**WHAT THE TASK REQUIRES**: Copy all of the following entries again, requests included, and scale every coordinate in the answers by 2.45, rounding each result to a whole number with halves rounded up. Leave the numbers in the requests and their format samples unchanged.

--- START OF AVAILABLE DATA ---

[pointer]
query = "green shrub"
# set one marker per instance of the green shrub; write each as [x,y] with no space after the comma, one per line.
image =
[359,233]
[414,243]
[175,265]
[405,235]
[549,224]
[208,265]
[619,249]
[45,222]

--- END OF AVAILABLE DATA ---

**REPLY TO THE TASK**:
[pointer]
query = "green shrub"
# set one marker per instance of the green shrub; write each as [x,y] with no space after the comma, one per line.
image =
[880,571]
[1014,595]
[429,649]
[992,576]
[1345,549]
[510,649]
[1517,610]
[110,544]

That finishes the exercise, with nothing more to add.